* _PROBLEM TO WORK ON_
Where does the string "butterfly" occur in the records? Copy each line that holds it.

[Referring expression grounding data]
....................

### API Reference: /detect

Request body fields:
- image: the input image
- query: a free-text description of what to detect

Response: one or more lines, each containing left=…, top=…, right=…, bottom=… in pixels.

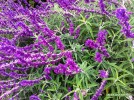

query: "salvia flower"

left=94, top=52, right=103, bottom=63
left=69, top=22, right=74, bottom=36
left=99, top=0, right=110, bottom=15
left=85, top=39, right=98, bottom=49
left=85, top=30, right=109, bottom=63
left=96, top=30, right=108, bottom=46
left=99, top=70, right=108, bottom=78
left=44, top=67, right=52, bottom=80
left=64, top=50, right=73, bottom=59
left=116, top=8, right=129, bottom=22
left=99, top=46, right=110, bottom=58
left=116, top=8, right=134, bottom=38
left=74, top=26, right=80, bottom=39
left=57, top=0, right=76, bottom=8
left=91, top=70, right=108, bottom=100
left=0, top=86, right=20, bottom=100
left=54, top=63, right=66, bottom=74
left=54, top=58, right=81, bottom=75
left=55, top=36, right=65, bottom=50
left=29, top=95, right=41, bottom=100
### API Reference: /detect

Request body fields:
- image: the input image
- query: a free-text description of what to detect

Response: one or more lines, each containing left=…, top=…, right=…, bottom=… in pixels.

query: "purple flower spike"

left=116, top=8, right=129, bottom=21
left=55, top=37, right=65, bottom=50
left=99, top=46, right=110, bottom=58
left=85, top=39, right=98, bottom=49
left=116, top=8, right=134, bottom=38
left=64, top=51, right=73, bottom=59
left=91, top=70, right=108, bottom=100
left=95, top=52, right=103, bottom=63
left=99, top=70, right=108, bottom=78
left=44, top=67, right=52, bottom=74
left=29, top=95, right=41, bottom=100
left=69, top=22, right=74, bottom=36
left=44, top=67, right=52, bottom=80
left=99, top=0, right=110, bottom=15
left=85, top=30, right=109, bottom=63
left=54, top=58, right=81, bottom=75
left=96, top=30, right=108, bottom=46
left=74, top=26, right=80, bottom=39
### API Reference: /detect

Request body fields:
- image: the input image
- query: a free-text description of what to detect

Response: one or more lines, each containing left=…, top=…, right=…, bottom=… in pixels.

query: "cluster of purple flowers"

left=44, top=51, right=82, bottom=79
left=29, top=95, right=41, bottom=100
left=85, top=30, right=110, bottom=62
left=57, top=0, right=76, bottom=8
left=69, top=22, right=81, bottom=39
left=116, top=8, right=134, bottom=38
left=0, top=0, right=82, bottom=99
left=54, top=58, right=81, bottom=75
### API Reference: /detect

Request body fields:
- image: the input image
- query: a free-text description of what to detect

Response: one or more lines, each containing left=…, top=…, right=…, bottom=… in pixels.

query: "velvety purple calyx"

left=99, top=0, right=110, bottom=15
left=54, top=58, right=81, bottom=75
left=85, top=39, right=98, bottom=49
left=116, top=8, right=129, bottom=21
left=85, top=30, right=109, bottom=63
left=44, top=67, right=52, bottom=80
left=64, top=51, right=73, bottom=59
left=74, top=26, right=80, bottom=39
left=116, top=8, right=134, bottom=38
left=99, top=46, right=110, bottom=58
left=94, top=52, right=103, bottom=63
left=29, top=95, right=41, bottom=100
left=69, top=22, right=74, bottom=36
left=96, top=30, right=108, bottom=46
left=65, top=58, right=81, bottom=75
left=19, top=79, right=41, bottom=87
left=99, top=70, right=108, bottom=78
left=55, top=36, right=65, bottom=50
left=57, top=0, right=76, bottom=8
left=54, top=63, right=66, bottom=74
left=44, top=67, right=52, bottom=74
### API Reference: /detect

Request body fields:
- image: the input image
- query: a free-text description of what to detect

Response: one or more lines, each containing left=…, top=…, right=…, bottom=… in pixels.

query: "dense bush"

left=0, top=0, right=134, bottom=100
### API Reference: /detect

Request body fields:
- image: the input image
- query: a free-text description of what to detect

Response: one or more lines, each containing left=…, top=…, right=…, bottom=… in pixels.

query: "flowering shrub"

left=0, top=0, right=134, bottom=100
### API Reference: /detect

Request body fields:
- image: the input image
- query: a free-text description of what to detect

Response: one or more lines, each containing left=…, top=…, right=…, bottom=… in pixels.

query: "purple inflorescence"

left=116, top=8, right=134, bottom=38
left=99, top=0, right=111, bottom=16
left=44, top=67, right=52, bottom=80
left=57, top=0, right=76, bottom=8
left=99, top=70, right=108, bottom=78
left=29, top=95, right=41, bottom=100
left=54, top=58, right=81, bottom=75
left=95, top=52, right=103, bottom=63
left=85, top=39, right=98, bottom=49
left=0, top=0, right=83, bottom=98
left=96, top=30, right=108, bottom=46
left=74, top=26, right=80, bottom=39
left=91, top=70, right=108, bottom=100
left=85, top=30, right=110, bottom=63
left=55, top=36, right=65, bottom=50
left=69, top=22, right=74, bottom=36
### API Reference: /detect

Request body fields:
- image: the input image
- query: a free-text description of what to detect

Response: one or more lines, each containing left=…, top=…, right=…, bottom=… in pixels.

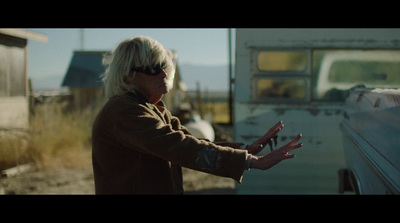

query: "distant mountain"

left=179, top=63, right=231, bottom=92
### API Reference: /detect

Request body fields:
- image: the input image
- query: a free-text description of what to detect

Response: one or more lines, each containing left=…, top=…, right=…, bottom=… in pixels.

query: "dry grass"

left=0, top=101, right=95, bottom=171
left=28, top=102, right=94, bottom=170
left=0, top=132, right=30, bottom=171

....................

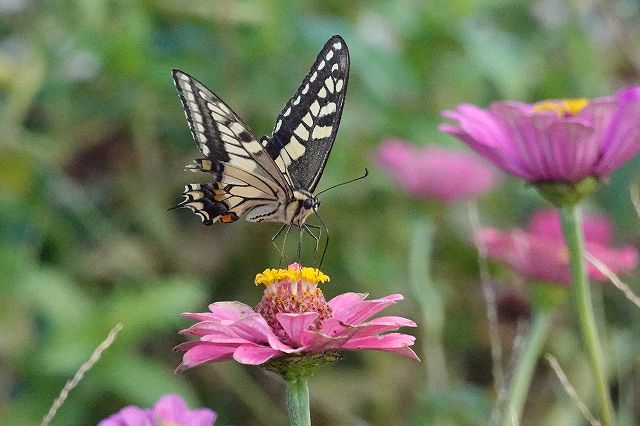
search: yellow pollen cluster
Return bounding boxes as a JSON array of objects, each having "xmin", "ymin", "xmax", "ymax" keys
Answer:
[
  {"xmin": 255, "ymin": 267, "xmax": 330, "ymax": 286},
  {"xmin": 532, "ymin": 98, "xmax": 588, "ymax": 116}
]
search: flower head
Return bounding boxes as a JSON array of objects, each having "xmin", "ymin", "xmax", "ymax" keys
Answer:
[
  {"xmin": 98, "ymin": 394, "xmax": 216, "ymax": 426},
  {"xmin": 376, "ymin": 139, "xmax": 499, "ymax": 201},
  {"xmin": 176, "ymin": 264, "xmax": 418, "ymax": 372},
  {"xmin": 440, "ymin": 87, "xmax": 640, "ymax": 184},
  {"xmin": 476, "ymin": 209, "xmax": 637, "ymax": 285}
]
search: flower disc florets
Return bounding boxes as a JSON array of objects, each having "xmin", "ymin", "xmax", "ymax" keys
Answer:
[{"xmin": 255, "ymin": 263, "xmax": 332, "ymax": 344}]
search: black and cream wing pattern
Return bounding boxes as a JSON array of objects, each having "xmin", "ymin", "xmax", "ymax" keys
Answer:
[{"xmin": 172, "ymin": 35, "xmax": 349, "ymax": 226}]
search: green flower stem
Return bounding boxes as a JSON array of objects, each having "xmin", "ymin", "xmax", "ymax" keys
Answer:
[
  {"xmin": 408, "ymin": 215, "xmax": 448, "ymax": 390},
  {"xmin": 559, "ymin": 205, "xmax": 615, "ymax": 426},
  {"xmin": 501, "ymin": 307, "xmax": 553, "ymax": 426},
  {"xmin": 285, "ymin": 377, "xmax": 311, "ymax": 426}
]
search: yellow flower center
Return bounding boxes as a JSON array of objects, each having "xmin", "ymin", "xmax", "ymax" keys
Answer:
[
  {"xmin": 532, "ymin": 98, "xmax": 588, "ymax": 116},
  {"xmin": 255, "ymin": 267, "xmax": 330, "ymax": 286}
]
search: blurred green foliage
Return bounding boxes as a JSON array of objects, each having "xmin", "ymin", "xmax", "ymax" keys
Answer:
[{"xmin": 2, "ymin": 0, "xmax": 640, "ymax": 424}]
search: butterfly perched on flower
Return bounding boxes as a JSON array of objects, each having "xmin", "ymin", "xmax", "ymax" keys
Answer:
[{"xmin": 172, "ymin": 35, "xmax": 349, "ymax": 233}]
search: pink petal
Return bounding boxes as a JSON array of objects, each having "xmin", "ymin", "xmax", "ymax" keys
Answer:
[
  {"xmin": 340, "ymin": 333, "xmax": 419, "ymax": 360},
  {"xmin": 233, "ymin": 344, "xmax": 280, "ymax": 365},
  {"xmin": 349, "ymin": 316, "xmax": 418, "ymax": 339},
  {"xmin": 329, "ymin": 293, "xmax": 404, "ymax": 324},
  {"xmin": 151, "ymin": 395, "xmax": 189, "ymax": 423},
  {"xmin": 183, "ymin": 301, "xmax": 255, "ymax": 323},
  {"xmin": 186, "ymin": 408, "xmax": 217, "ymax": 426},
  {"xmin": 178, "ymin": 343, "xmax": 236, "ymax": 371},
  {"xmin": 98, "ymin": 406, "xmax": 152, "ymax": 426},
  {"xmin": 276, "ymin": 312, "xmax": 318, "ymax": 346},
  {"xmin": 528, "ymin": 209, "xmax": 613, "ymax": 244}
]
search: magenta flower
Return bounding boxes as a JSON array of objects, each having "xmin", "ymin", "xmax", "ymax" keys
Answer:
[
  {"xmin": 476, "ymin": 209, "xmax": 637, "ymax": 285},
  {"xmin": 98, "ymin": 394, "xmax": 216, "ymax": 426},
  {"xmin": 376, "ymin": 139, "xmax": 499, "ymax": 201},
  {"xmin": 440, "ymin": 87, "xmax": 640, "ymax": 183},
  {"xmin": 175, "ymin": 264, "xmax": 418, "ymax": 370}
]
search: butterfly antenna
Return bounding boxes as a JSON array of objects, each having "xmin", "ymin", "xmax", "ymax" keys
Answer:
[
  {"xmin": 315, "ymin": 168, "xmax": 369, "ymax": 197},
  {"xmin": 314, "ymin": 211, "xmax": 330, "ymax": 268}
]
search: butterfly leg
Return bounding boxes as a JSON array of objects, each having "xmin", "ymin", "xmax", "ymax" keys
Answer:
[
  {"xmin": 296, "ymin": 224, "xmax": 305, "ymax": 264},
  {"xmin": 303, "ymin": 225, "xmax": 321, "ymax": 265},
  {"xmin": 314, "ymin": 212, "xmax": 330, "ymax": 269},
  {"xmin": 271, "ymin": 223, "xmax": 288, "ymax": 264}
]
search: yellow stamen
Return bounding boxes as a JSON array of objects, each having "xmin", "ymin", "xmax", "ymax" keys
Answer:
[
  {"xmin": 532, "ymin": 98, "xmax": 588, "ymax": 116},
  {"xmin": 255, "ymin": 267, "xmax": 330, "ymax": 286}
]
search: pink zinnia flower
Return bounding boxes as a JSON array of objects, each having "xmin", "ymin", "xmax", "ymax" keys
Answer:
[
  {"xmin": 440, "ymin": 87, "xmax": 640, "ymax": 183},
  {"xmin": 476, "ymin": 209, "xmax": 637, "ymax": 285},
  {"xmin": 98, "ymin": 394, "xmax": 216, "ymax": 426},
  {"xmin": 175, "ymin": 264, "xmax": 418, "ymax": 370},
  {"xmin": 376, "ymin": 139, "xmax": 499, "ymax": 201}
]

....................

* _RESPONSE TO THIS TASK_
search: butterfly perched on flower
search: butterfly antenna
search: butterfly leg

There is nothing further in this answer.